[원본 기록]
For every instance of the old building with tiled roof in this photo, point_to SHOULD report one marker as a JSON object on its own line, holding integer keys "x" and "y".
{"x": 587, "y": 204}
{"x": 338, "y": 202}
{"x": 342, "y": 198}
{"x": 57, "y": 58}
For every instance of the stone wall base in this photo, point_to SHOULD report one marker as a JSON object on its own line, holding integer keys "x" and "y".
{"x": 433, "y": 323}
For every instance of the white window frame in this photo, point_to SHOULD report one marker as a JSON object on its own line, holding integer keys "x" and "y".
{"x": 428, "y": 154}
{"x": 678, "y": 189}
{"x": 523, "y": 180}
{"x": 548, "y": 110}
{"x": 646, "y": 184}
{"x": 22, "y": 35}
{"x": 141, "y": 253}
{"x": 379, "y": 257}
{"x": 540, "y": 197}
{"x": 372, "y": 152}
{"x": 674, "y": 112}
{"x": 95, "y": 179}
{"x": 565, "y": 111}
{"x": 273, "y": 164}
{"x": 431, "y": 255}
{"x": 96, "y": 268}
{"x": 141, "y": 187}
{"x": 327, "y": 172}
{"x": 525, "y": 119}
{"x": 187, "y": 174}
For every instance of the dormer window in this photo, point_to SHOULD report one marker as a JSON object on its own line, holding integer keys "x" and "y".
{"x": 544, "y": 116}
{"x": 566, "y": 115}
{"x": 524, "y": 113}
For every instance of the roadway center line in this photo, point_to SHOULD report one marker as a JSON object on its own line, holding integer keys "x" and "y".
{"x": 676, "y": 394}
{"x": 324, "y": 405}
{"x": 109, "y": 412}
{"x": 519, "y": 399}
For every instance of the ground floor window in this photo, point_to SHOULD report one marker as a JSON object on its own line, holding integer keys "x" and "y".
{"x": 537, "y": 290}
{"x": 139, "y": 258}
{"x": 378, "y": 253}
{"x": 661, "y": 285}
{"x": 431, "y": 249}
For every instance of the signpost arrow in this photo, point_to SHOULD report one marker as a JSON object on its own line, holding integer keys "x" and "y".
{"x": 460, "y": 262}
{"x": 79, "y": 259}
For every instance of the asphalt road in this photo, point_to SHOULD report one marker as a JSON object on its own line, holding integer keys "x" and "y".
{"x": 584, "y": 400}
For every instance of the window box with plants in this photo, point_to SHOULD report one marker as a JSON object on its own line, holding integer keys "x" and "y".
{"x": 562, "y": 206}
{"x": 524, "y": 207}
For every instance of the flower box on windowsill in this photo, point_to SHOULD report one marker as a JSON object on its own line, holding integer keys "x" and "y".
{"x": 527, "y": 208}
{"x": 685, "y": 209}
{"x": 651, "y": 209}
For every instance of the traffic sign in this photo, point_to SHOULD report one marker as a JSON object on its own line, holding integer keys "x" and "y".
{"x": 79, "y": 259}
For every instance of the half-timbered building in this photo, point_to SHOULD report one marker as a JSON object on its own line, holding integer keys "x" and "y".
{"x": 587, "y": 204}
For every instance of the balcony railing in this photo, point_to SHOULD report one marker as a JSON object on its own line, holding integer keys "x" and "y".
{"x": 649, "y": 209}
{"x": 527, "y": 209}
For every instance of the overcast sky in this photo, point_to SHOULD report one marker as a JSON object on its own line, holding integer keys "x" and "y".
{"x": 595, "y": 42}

* [작업 내용]: 위의 행 전부를 글자 하나 바꾸지 말고 그대로 반환하세요.

* [출력 결과]:
For every instance of the old building with tiled roof in this photo, point_to SHOULD report one marker as a JSON object on its own line, holding integer keys "x" and "y".
{"x": 587, "y": 204}
{"x": 338, "y": 202}
{"x": 342, "y": 198}
{"x": 57, "y": 58}
For every instance of the stone wall base in this photo, point_to SHOULD report one marker as a JSON object on its own line, holding integer keys "x" and "y".
{"x": 433, "y": 323}
For every instance of the white window frame in this photo, point_to SHOULD report one marker as a JSON object on its own line, holding integer keys "x" and "y".
{"x": 428, "y": 154}
{"x": 678, "y": 189}
{"x": 523, "y": 180}
{"x": 548, "y": 110}
{"x": 646, "y": 184}
{"x": 22, "y": 35}
{"x": 141, "y": 253}
{"x": 379, "y": 257}
{"x": 540, "y": 197}
{"x": 372, "y": 152}
{"x": 674, "y": 112}
{"x": 95, "y": 179}
{"x": 565, "y": 111}
{"x": 273, "y": 164}
{"x": 431, "y": 255}
{"x": 96, "y": 268}
{"x": 141, "y": 187}
{"x": 327, "y": 172}
{"x": 525, "y": 119}
{"x": 187, "y": 174}
For every instance of the dormer window in this photo, point_to SHOULD report one marker as a JSON object on its own line, holding integer keys "x" and "y".
{"x": 544, "y": 116}
{"x": 566, "y": 115}
{"x": 524, "y": 113}
For every instance of the roadway center line in this photo, point_to SHOULD report one marker as a JSON object on its own line, holding integer keys "x" and "y".
{"x": 676, "y": 394}
{"x": 324, "y": 405}
{"x": 109, "y": 412}
{"x": 519, "y": 399}
For every instance of the ground floor window in this photo, point_to SHOULD report one marker as a JSON object on its own line, holding integer keys "x" and "y".
{"x": 537, "y": 290}
{"x": 139, "y": 258}
{"x": 378, "y": 253}
{"x": 661, "y": 285}
{"x": 431, "y": 249}
For every instance of the signpost arrow in this photo, point_to SHOULD report one marker as a JSON object on its own line, holding integer keys "x" and "y".
{"x": 460, "y": 262}
{"x": 79, "y": 259}
For every instance of the asphalt road in this photo, point_to SHOULD report one marker as a JSON object on its own line, holding integer keys "x" and "y".
{"x": 584, "y": 400}
For every instance of the window box with plants in this photo, point_to SHOULD report one marker as a JSON object on its own line, holding integer keys "x" and "y".
{"x": 562, "y": 206}
{"x": 524, "y": 207}
For every instance of the flower box on windowsill in this photo, point_to SHOULD report one marker as a JSON object on its own line, holding integer keys "x" and "y".
{"x": 527, "y": 208}
{"x": 685, "y": 209}
{"x": 651, "y": 209}
For every instance of the traffic sign in this photo, point_to SHOULD report one marker as a JSON object on its own line, holding integer keys "x" and "y".
{"x": 79, "y": 259}
For every instance of the half-timbered building in this photo, point_to SHOULD report one marker as a JSON object on its own line, holding integer keys "x" and "y".
{"x": 587, "y": 204}
For every instance of the balcony railing in this photo, point_to SHOULD report one marker as a JSON object on its own line, holding integer keys "x" and "y".
{"x": 649, "y": 209}
{"x": 527, "y": 209}
For every instance of the overcast sky in this photo, point_to SHOULD report one marker as a JSON object on its own line, holding integer keys "x" and "y".
{"x": 595, "y": 42}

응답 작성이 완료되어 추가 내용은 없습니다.